__Exercise objective__: Rewrite the lines below with every occurrence of "in this picture" replaced by "in this image", keeping all other text unchanged, and leave the pictures out of your answer.

__Records for this exercise__:
--------------------------------
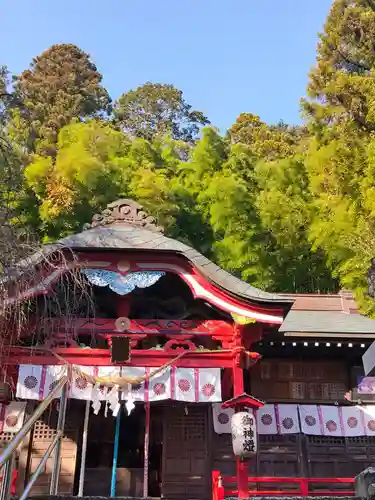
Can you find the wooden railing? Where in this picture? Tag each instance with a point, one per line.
(300, 486)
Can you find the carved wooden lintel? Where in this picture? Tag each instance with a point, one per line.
(125, 211)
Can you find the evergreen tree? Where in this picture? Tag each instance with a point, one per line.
(158, 109)
(61, 85)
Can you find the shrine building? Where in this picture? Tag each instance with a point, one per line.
(162, 350)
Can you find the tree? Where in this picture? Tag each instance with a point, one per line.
(158, 109)
(61, 85)
(341, 87)
(268, 142)
(341, 112)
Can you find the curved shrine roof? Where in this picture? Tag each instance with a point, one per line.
(124, 226)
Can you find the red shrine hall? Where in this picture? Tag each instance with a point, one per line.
(177, 388)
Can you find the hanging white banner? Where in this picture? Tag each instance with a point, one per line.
(310, 421)
(288, 419)
(331, 421)
(266, 418)
(352, 420)
(181, 384)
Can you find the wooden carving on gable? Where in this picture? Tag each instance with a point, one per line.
(125, 211)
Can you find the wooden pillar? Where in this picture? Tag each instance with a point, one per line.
(241, 465)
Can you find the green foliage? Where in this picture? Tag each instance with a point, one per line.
(287, 208)
(61, 85)
(266, 142)
(157, 109)
(339, 159)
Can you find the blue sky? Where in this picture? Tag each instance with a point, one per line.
(226, 56)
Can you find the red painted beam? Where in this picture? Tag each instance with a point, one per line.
(102, 357)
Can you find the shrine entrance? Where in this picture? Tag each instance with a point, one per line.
(130, 461)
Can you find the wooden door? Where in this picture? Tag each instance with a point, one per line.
(186, 464)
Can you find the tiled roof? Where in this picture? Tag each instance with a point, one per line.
(327, 322)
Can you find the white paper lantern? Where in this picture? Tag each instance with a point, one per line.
(244, 434)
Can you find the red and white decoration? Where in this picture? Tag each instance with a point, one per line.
(315, 420)
(193, 385)
(266, 418)
(222, 418)
(287, 419)
(310, 420)
(352, 420)
(12, 416)
(331, 420)
(369, 420)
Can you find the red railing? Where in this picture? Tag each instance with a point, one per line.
(303, 486)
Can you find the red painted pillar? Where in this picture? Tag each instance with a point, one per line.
(241, 465)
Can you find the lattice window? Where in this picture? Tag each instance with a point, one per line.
(265, 371)
(325, 440)
(5, 438)
(190, 427)
(298, 390)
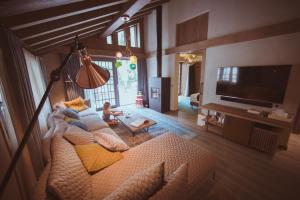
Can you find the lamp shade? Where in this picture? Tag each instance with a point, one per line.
(90, 75)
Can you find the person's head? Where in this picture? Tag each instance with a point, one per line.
(106, 105)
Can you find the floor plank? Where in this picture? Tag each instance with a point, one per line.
(242, 171)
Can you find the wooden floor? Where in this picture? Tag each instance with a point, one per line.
(244, 172)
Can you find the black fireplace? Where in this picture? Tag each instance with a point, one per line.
(160, 93)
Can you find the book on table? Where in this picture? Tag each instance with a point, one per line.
(139, 122)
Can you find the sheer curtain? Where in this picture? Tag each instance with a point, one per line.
(20, 103)
(143, 79)
(38, 86)
(187, 80)
(72, 90)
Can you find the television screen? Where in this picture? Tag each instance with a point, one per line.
(258, 83)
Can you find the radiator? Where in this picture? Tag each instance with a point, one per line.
(264, 140)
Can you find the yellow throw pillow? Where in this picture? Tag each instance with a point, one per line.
(76, 104)
(69, 119)
(94, 157)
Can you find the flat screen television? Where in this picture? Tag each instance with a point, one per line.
(253, 84)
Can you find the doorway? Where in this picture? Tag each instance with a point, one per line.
(190, 82)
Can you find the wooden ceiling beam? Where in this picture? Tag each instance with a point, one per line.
(25, 20)
(56, 25)
(72, 33)
(288, 27)
(67, 41)
(129, 9)
(140, 14)
(15, 7)
(67, 37)
(45, 37)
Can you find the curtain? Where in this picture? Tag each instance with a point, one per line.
(187, 80)
(38, 85)
(21, 104)
(143, 79)
(72, 90)
(192, 72)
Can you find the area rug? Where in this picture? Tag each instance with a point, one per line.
(139, 137)
(184, 105)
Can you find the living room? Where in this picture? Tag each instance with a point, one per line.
(236, 141)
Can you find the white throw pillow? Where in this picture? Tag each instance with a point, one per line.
(140, 186)
(110, 142)
(93, 122)
(78, 136)
(176, 187)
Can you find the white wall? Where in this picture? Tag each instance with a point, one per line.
(225, 17)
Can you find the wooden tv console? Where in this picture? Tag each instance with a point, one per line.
(248, 129)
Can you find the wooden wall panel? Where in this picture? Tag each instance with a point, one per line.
(192, 30)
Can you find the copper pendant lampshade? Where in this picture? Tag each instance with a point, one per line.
(90, 75)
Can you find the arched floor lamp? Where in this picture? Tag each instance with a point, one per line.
(89, 76)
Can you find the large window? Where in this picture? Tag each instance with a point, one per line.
(134, 33)
(109, 39)
(121, 38)
(127, 83)
(106, 92)
(121, 88)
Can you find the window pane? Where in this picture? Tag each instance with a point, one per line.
(121, 38)
(109, 39)
(104, 93)
(133, 36)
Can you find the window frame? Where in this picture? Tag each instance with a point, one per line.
(124, 37)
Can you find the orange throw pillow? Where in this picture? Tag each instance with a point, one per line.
(76, 104)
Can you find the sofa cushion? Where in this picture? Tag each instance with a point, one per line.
(79, 124)
(76, 104)
(68, 178)
(110, 142)
(176, 186)
(94, 157)
(69, 112)
(93, 122)
(141, 185)
(157, 150)
(87, 112)
(78, 136)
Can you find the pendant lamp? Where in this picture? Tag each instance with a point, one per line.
(90, 75)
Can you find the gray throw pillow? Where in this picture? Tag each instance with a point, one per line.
(71, 113)
(79, 124)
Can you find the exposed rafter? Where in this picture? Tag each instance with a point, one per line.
(68, 40)
(46, 15)
(41, 29)
(43, 26)
(94, 23)
(63, 38)
(129, 9)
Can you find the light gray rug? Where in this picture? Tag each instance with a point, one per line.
(139, 137)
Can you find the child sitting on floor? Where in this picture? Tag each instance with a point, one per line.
(107, 112)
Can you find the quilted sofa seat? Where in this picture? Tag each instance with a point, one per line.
(69, 179)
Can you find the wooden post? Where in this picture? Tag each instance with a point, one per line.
(159, 39)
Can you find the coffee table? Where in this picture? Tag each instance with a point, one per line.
(127, 119)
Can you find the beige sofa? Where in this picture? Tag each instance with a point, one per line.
(65, 177)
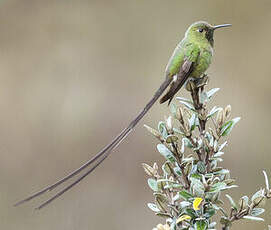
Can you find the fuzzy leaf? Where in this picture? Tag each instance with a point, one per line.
(266, 181)
(211, 92)
(188, 105)
(228, 126)
(185, 195)
(171, 139)
(173, 109)
(253, 218)
(257, 211)
(217, 187)
(196, 203)
(153, 184)
(258, 196)
(153, 207)
(213, 111)
(162, 129)
(200, 225)
(182, 218)
(192, 122)
(233, 204)
(166, 153)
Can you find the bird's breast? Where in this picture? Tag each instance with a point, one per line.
(203, 62)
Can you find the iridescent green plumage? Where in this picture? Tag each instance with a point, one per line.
(196, 48)
(191, 58)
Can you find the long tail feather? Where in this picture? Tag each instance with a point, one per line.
(99, 157)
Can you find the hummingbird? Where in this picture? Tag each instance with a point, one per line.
(190, 59)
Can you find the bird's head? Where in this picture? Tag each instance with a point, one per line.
(203, 32)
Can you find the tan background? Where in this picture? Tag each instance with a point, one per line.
(73, 73)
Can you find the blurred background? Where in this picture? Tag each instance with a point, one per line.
(74, 73)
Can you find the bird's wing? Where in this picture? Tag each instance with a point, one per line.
(95, 161)
(190, 59)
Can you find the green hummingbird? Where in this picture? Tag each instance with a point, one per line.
(190, 59)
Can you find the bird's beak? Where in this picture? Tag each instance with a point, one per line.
(221, 26)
--------------------------------
__Complete response__:
Can you find the wooden railing? Where in this image? Tag each instance with a point, one per line.
(300, 486)
Can you find the carved wooden lintel? Where in this image? Tag each instance with a point, one per line.
(125, 211)
Can you find the evergreen tree? Where in this image? Tag each instance with a point, one per line.
(158, 109)
(61, 85)
Can you find the shrine building? Where in this image? Tag each instance with a point, one per line.
(162, 350)
Can you find the tree? Where in this image? Tag each instance with a point, one per line.
(158, 109)
(61, 85)
(341, 87)
(268, 142)
(341, 112)
Can you find the curved shrine roof? Where in this image? Tag each instance with a point, one per line.
(124, 226)
Can you find the red shrine hall? Where in this image? Tag each instance with a point, one per line.
(177, 388)
Can you find the hanging white banner? Where in this image? Tag each instance with a point, one per line.
(310, 421)
(288, 419)
(331, 421)
(266, 418)
(352, 420)
(181, 384)
Can you find the wooden carving on gable? Where in this image? Tag each instance with a point, one per line.
(125, 211)
Can you find the wooden pillar? Where in this image? Tag each instance with a point, one per line.
(241, 465)
Can you find the green foliage? Where in this image? Tag each instance with a point, one per line.
(287, 208)
(61, 85)
(266, 142)
(157, 109)
(339, 159)
Can you find the blue sky? Where in this image? Tag each instance with a point, one per line.
(226, 56)
Can you find the red painted beam? Where in this image? Tag each instance with a point, one per line.
(102, 357)
Can you find the shrine entrance? Where in this image? Tag each instance with a point, one per line.
(130, 461)
Can you find the wooden door? Where in this image? Tag each instance with a point, one per line.
(186, 464)
Can you find the tiled roof? Where in this image? Tag each instance with a point, one per line.
(327, 322)
Can you find the white paper lantern? Where in this image? Tag each instance with a point, one per line.
(244, 434)
Can you find the red and white decoration? Where in this image? Tag each instance with a point, one per line.
(315, 420)
(193, 385)
(266, 418)
(222, 418)
(287, 419)
(310, 420)
(352, 420)
(12, 416)
(331, 420)
(369, 420)
Can you find the red railing? Where in this image? Tag each instance with a point, one per line.
(303, 486)
Can you find the red painted pillar? Where in this image? Tag each instance with a point, one per line.
(241, 465)
Can you find the lattice window? Where in this image? Tag each instance with a point, one per line.
(265, 371)
(325, 440)
(5, 438)
(190, 427)
(298, 390)
Can you find the lamp shade? Where in this image? Tag each instance with a point, one per line.
(90, 75)
Can you find the person's head? Where in this image? Tag each instance with a point, one per line.
(106, 105)
Can you find the floor plank? Where in this image? Tag each instance with a point, one per line.
(242, 171)
Can you find the wooden floor? Where in this image? Tag each instance with a point, one per line.
(244, 172)
Can you find the black fireplace? Where in this image? Tag each instance with a point, one per line.
(160, 93)
Can you find the book on table? Where in this image? Tag each instance with a point, one per line.
(139, 122)
Can you find the sheer curtain? Where in this image? Tag each instance with a point, one per line.
(20, 103)
(143, 79)
(38, 86)
(187, 80)
(72, 90)
Can you find the television screen? Where in this image? Tag each instance with a point, one per line.
(258, 83)
Can you find the radiator? Where in this image? Tag each instance with a point, one per line.
(264, 140)
Can you find the yellow throw pillow? Where in this image? Tag each instance with a point, one per line.
(76, 104)
(69, 119)
(94, 157)
Can you find the flat screen television? Where in this image? Tag each instance with a point, one per line.
(253, 84)
Can you find the doorway? Where in this image? Tag each instance with a point, one per line.
(190, 82)
Can you find the wooden ceiling beam? Where in this image? Tag each instance with a point, one per line.
(25, 20)
(56, 25)
(72, 33)
(288, 27)
(67, 41)
(129, 9)
(140, 14)
(15, 7)
(67, 37)
(45, 37)
Can you find the curtain? Where in this image? Tag each instance with a point, one per line.
(187, 80)
(38, 85)
(21, 104)
(143, 79)
(72, 90)
(192, 72)
Can you find the area rug? Where in this image? Tag each instance with a point, one per line.
(139, 137)
(184, 105)
Can you find the living room? Where in this image? Tag each instance with a point, one per line.
(236, 141)
Can you find the white throw pillow? Where in this image? Tag each instance with a point, one per line.
(140, 186)
(110, 142)
(93, 122)
(78, 136)
(176, 187)
Can you find the white wall? Where in this image? Tag each instance with a point, one per line.
(225, 17)
Can you find the wooden tv console? Where in this image? Tag each instance with a point, one per line.
(248, 129)
Can you find the wooden wall panel? Where in this image? Tag each instance with a point, one per line.
(192, 30)
Can you find the copper pendant lampshade? Where in this image? Tag each instance with a point, one per line.
(90, 75)
Can you find the arched floor lamp? Where in this image? Tag each instance with a point, one per line.
(89, 76)
Can you find the large window? Where in this image? Tag each instance with a point, one per line.
(134, 33)
(109, 39)
(121, 38)
(127, 83)
(106, 92)
(121, 88)
Can you find the window pane? Where in this image? Tag each instance with a point, one per line.
(121, 38)
(109, 39)
(104, 93)
(133, 36)
Can you find the window frame? Where in this image? Tag each instance with a point, one per line.
(124, 37)
Can you find the orange throw pillow? Where in this image? Tag each instance with a point, one per line.
(76, 104)
Can you find the sofa cushion? Where in this image? Tag each instance with a point, one per line.
(79, 124)
(76, 104)
(68, 178)
(110, 142)
(176, 186)
(94, 157)
(69, 112)
(93, 122)
(141, 185)
(157, 150)
(87, 112)
(78, 136)
Can you find the pendant lamp? Where in this image? Tag each instance with a point, one per line.
(90, 75)
Can you find the gray throw pillow? Where in this image? Tag each instance with a point, one per line.
(71, 113)
(79, 124)
Can you find the exposed rafter? Where in this image? Tag each instance with a point, one per line.
(68, 40)
(46, 15)
(41, 29)
(43, 26)
(94, 23)
(63, 38)
(129, 9)
Can you find the light gray rug? Where in this image? Tag each instance with a point, one per line.
(139, 137)
Can you find the child sitting on floor? Where in this image? Tag each instance with a point, one per line.
(107, 112)
Can you find the quilted sofa seat? Where in this image? Tag each instance with a point, one per line.
(69, 179)
Can you find the wooden post? Where in this image? Tag each instance with a point, one per line.
(159, 39)
Can you find the coffee table? Where in this image? Tag each instance with a point, one per line.
(127, 119)
Can you find the beige sofa? Where in this image? Tag each instance with a point, one per line.
(65, 177)
Can you find the fuzzy leaf? Where in this image? Tag each instance with a point, one per line.
(266, 181)
(211, 92)
(188, 105)
(228, 126)
(185, 195)
(171, 139)
(173, 109)
(253, 218)
(257, 211)
(217, 187)
(196, 203)
(153, 184)
(258, 196)
(153, 207)
(213, 111)
(162, 129)
(200, 225)
(182, 218)
(192, 122)
(233, 204)
(166, 153)
Can you find the bird's breast? Where in this image? Tag each instance with a point, one per line.
(203, 62)
Can you find the iridescent green plumage? Where in this image? Tag each instance with a point, one per line.
(196, 48)
(191, 58)
Can you find the long tail feather? Where in this image? Tag each instance with a point, one per line.
(99, 157)
Can you find the hummingbird? Where in this image? Tag each instance with a point, one per line.
(190, 59)
Can you find the bird's head? Where in this image? Tag each instance with a point, one per line.
(203, 32)
Can you find the tan background? Where in this image? Tag each instance with a point, one per line.
(73, 73)
Can you find the blurred background? Where in this image? Tag each instance with a point, one per line.
(74, 73)
Can you find the bird's wing? Where in this image? Tag each instance with a point, one per line.
(95, 161)
(190, 59)
Can you find the green hummingbird? Where in this image? Tag each instance with a point, one per line.
(190, 59)
Can you find the bird's beak? Where in this image? Tag each instance with a point, one per line.
(221, 26)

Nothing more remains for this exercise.